Passage
************

# Extract Sentences from Wikipedia
+ This notebook is used for collecting sentences that tell relationship between two entities from wikipedia using some dependency path pattern
+ **This notebook is fully valid under Owl3 machine (using the /scratch/data/wikipedia/full_text-2021-03-20 data)**

In [8]:
import re
from bs4 import BeautifulSoup
import pandas as pd
import sys
import wikipedia
import os
import pickle
from wikipedia2vec import Wikipedia2Vec
import bz2
from sklearn.metrics.pairwise import cosine_similarity
import numpy as np
import tqdm

sys.path.append('..')

from tools.BasicUtils import my_read, my_write, MyMultiProcessing
from tools.TextProcessing import (
                normalize_text, remove_brackets, my_sentence_tokenize, build_word_tree_v2, 
                my_sentence_tokenize, filter_specific_keywords, find_dependency_path_from_tree, find_span, nlp, 
                sent_lemmatize
                )
from tools.DocProcessing import CoOccurrence

from extract_wiki import SentenceFilter

from extract_wiki import (
    wikipedia_dir, wikipedia_entity_file, wikipedia_entity_norm_file, 
    wikipedia_keyword_file, wikipedia_token_file, wikipedia_wordtree_file, wikipedia_keyword_filtered_file, keyword_npmi_graph_file_v2, 
    save_path, keyword_occur_file, keyword_connection_graph_file, w2vec_dump_file, w2vec_keyword_file, w2vec_wordtree_file, w2vec_token_file, w2vec_keyword2idx_file, 
    collect_wiki_entity, get_sentence, keyword_count_file, filter_keyword_by_freq, line2note, note2line
)

test_path = 'data/extract_wiki/wiki_sent_test'

# Generate the save dir
if not os.path.exists(save_path):
    os.mkdir(save_path)

if not os.path.exists(test_path):
    os.mkdir(test_path)

************

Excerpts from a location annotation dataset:

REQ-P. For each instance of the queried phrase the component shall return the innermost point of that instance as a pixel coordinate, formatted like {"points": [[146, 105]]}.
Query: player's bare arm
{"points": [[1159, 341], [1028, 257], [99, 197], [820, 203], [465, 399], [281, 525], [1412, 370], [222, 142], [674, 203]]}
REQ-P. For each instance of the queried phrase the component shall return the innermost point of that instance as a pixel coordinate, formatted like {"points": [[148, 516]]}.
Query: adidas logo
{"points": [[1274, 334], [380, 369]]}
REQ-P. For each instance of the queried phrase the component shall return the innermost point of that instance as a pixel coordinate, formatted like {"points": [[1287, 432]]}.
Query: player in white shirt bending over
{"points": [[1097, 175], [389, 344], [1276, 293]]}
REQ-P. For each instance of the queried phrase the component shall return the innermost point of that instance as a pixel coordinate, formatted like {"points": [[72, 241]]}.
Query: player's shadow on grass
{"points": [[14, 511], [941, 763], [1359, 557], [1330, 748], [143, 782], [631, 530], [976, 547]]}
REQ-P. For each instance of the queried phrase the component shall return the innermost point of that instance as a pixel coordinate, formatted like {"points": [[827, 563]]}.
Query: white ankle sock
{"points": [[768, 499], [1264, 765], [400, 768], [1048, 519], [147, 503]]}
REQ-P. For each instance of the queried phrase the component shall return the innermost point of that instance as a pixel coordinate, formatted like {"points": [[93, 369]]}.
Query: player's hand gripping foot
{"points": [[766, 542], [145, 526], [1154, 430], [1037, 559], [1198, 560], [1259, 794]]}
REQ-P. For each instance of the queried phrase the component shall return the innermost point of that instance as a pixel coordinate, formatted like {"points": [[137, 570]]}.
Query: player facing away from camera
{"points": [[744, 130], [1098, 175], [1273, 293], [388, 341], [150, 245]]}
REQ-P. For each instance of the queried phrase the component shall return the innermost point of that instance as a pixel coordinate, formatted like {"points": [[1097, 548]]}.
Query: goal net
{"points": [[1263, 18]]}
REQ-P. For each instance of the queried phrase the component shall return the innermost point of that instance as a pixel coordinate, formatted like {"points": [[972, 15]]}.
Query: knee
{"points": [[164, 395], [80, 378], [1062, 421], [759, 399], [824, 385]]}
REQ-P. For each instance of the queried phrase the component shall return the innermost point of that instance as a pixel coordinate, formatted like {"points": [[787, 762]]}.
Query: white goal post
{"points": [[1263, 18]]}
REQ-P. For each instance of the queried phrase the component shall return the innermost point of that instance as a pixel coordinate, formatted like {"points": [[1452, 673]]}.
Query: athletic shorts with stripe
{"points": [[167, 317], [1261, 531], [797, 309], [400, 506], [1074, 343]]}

************

Work instructions
A. Using the notebook, decide whether each statement agrees with it, answering yes or no and quoting the words of the notebook that decide it. (i) The notebook is fully valid under the Owl3 machine. (ii) The code creates the save directory even when it already exists. (iii) The test path is set to data/extract_wiki/wiki_sent_test.
B. Pull out every line of the records that contains the string "goal". Matching is case-sensitive.

Exercise answers
A.
(i) Yes: "This notebook is fully valid under Owl3 machine"
(ii) No: "if not os.path.exists(save_path):"
(iii) Yes: "test_path = 'data/extract_wiki/wiki_sent_test'"

B.
Query: goal net
Query: white goal post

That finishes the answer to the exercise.